Source document:
-- -- --

All is empty. All is meaningless. The essence of the Panna Sutra is the message of empty relativity. The Panna Sutra is a famous Buddhist guidance and teaching book.
It consists only of 262 Chinese characters, but the message is deep and extraordinary. Buddha’s enlightenment shows us deep analysis of the mind with thorough introspection. He suggests that a mind is comprised of 5 elements including perception, thinking, behavior, emotion, and representation, but these elements are always changeable and unstable, and therefore we can not rely on them. Also, leading a life with an unreliable mind is like the wandering and changing of clouds. All material things are deemed dissolute and are lost in the end.
Our existence has the same destiny as all material things. Our lives are the same as clouds, winds, fire, and are an extremely small part of the endless cosmos. Our bodies are false beings as a transient combination of materials, and the mind is also a false phenomenon with which many people are preoccupied. All these false beings result in pain and agony in our lives. Our major illness is preoccupation with unbelievable phenomena and the belief in absolutely real beings. The only resolution of this illness suggested by Buddha is the complete elimination of all thinking and desire. This message sounds like Bion's dictum that is without memory or desire. Buddha's demand sounds impossible in modern life, but Freud's demand to free the mind, similarly, is not easy.

-- -- --

Written instruction:
Using the passage on the Panna Sutra, answer the following:
(a) How many Chinese characters does the Panna Sutra consist of?
(b) What five things does the passage say a mind is comprised of?
(c) What is the only resolution that Buddha suggests for our major illness?

Data section:
-- -- --

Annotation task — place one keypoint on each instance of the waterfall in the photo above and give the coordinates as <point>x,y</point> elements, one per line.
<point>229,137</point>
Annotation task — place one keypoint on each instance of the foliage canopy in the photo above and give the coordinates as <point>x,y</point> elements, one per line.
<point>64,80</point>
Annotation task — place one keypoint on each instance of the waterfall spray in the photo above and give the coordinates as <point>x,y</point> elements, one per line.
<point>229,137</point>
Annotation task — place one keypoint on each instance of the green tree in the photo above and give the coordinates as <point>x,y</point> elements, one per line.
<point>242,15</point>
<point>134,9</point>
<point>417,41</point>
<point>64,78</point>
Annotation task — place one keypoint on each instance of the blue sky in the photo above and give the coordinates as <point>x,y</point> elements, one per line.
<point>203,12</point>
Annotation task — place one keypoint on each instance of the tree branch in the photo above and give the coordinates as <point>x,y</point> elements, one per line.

-- -- --

Correct response:
(a) 262
(b) Perception, thinking, behavior, emotion, and representation
(c) The complete elimination of all thinking and desire